Photo-based referring expression data:
-------------------------

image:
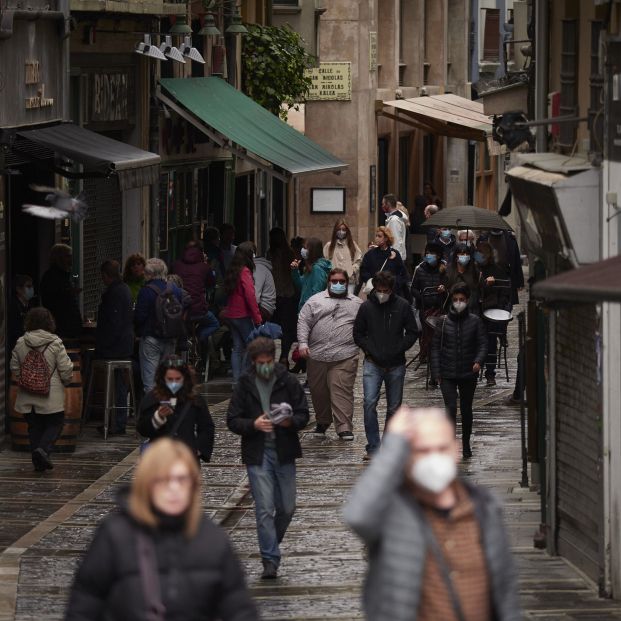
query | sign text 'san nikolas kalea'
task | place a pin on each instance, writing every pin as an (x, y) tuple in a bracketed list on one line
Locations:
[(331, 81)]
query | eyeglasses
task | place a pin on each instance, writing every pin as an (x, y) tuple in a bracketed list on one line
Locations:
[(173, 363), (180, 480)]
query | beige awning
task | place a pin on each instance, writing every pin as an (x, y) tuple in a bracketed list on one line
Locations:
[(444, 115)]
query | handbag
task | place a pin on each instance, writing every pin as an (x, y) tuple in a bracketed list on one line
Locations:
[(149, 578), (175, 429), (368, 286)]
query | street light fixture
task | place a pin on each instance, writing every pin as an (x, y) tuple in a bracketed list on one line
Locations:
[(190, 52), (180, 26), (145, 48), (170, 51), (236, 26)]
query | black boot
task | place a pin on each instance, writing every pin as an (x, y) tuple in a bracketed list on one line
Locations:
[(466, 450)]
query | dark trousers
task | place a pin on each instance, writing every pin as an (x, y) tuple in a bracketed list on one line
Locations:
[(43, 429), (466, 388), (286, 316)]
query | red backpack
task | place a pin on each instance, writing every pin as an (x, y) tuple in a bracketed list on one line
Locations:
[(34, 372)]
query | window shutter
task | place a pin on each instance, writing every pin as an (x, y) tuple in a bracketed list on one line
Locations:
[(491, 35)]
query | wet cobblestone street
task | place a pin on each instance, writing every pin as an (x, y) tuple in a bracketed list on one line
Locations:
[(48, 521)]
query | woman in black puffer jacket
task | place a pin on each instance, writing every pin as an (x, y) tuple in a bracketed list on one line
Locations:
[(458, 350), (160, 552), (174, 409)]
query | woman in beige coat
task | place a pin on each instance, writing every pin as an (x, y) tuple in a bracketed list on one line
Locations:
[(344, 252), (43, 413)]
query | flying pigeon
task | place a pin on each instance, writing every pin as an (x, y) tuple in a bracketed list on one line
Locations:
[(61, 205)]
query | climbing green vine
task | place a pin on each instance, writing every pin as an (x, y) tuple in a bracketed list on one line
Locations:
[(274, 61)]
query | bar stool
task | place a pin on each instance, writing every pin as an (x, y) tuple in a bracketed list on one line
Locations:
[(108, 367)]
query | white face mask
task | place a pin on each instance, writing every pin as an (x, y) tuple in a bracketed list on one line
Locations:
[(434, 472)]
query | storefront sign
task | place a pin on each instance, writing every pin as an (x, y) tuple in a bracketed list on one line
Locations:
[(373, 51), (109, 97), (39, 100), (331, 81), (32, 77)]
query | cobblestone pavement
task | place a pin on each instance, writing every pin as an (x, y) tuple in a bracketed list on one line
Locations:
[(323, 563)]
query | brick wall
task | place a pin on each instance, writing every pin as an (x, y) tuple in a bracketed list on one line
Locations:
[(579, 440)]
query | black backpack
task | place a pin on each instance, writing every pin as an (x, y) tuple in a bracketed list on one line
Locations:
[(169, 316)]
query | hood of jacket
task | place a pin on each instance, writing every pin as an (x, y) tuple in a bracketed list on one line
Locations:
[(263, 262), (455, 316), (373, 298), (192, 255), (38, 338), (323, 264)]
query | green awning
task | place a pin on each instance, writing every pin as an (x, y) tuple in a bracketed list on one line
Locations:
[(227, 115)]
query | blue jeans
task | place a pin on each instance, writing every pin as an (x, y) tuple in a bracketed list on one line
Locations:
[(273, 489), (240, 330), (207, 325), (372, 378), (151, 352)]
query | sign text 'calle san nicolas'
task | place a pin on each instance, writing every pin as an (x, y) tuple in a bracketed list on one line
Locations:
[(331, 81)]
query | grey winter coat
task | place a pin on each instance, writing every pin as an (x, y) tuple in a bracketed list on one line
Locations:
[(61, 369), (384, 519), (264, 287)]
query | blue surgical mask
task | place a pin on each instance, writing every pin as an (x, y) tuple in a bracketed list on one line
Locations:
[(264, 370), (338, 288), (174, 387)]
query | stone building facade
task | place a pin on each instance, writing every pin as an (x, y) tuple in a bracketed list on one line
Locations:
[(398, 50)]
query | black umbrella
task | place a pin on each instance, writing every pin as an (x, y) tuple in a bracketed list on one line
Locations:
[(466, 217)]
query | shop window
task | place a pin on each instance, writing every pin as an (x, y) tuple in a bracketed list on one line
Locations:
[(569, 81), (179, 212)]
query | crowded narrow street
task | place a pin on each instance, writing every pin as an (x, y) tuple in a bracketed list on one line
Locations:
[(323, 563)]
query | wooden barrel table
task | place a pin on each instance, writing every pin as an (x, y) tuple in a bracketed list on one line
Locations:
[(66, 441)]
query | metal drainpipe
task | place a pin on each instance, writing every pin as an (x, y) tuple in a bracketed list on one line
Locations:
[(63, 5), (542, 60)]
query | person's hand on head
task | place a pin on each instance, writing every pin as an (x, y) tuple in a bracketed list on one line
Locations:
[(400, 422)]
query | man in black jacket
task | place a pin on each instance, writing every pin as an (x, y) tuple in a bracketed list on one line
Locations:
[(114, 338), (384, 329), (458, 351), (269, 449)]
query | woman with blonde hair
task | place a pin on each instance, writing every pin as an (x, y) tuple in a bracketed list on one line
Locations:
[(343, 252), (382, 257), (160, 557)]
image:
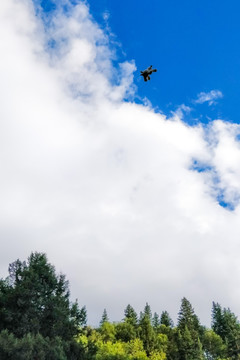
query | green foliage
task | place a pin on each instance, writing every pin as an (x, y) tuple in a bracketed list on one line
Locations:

-------------------------

What is needed is the data above, retyped exactly, with every picture left out.

> [PROBLEM SOLUTION]
image:
query | sign text 'san nikolas kalea'
task | place a pin on each instance, writing every pin as an (x, y) tuple in a bracketed list on one line
Locations:
[(331, 81)]
query | eyeglasses
task | place a pin on each instance, writing every pin as an (x, y) tuple in a bracketed list on one line
Locations:
[(173, 363), (180, 480)]
query | beige awning
task | place a pin on each instance, writing every pin as an (x, y) tuple in a bracketed list on one line
Locations:
[(444, 115)]
query | handbag
task | place a pin on each instance, writing every pin as an (x, y) tuple in a bracketed list on one line
Locations:
[(149, 578), (175, 429), (368, 286)]
query | street light fixture
task | place a pin on each instance, writing every pin as an (x, y) tuple in a bracketed list on one line
Locations:
[(190, 52), (180, 26), (145, 48), (170, 51), (236, 26)]
query | black boot
task | place a pin on each instance, writing every pin as an (x, y) tuple in a bracketed list on one line
Locations:
[(466, 450)]
query | dark trousers
task | place a pin on each instance, writing every pin as an (x, y) tuple in a bracketed list on one line
Locations:
[(43, 429), (466, 388), (286, 316)]
query | red backpack
task | place a pin on each instance, writing every pin as an (x, y) tuple in a bracketed list on one line
Locations:
[(34, 372)]
query | window shutter
task | place a pin on each instance, writing every pin as an (x, y) tuple in a bracketed list on one line
Locations:
[(491, 35)]
query | wet cobblestone street
task | place a pin on each instance, writing every pin as an (x, y) tuple in a bracketed list on one line
Locations:
[(48, 521)]
query | woman in black puffer jacket
task | place a pin on each instance, writing every pin as an (x, y) tuple in a bracketed list on one line
Locations:
[(458, 350), (160, 552), (174, 409)]
query | woman in beige coat
task | place a pin on each instance, writing every pin as an (x, y) tuple in a bracketed list on one line
Locations:
[(344, 252), (43, 413)]
query | flying pigeon
task | place a pin on each instance, writing every pin as an (x, y) tuple in a bracketed list on one line
Locations:
[(61, 205)]
query | climbing green vine
task | place a pin on each instance, writing every pin as an (x, y) tuple in a bracketed list on one line
Locations:
[(274, 61)]
query | bar stool
task | place a pin on each instance, writing every pin as an (x, y) tuple in a bracketed list on one line
Locations:
[(108, 367)]
query | white face mask
task | place a pin on each instance, writing every pin as an (x, y) tuple in a bracketed list on one line
Locations:
[(434, 472)]
query | storefront sign
task | place a pin on each instance, writing every pin as an (x, y) tuple in a bracketed list on one line
Locations:
[(373, 51), (109, 97), (39, 100), (331, 81), (32, 77)]
query | cobblestone pavement
task | place a pin on each instance, writing every pin as an (x, y) tuple in a bracketed list on one line
Locations:
[(323, 563)]
query | brick wall
task | place a pin on each instance, writing every pin as an (x, y) tuple in a bracketed list on one line
Locations:
[(579, 440)]
query | black backpack
task | place a pin on each instance, writing every pin as an (x, y) tuple in a bracketed list on one line
Locations:
[(169, 316)]
query | hood of jacket
task | place a pin on each instance, writing every pin as an (x, y) tuple in a bracketed list on one line
Locations:
[(263, 262), (455, 316), (373, 298), (192, 255), (38, 338), (323, 264)]
query | green awning
task | place a pin on each instance, writing every pin as an (x, y) tuple in a bracketed list on one line
Locations:
[(227, 115)]
query | blue jeans
task | place a pin on each instance, writing every pin as an (x, y) tuple in a bracketed list on one line
Locations:
[(273, 489), (240, 330), (207, 325), (372, 378), (151, 352)]
query | sign text 'calle san nicolas'
task | place a pin on each instance, writing every pin as an (x, y) tuple in a bracketed list on one line
Locations:
[(331, 81)]
query | grey winter coat
task | place a pin on each instance, writing every pin as an (x, y) tuple in a bracketed list on one line
Locations:
[(61, 369), (384, 519), (264, 287)]
query | blue surgical mask
task | place a pin on each instance, writing every pin as an (x, y) tuple in a bracketed list on one line
Locations:
[(264, 370), (338, 288), (174, 387)]
query | stone building facade
task | place a pin on each instance, writing every pin as an (x, y) tuple in a bracketed list on one line
Locations:
[(398, 50)]
query | black umbrella
task | place a pin on each instance, writing every pin as an (x, y) tuple in a bracketed list on one line
Locations:
[(466, 217)]
query | shop window
task | place a pin on each instance, writing every pin as an (x, y) tuple in a bracketed list on one line
Locations:
[(569, 81), (179, 212)]
query | crowded narrow street
task | place a pin on each instance, writing every pin as an (x, y) tuple in a bracketed list on one line
Locations:
[(323, 563)]
query | wooden barrel table
task | place a pin on each instance, writing every pin as an (x, y) tuple in a bracketed list on one line
Locations:
[(66, 441)]
query | metal drainpipe
task | place a pin on each instance, writing every pin as an (x, y) tuple in a bracketed list on one line
Locations:
[(63, 5), (542, 60)]
query | person's hand on head
task | place a pin on each instance, writing every pin as an (x, y) tuple in a bracketed list on one line
Locations:
[(400, 422)]
query | man in black jacket
task | place a pin on each instance, writing every pin as an (x, y) tuple in a bracketed list on one line
Locations:
[(114, 338), (384, 329), (458, 351), (269, 449)]
query | woman with blonde hair
task | place a pin on each instance, writing every pin as an (x, y) tuple in a bracketed list on one line
Locations:
[(343, 252), (382, 257), (160, 557)]
image:
query | green foliage
task | place a pin on each instance, writing every pin as an (x, y) tuple in a bracketed list on one line
Locations:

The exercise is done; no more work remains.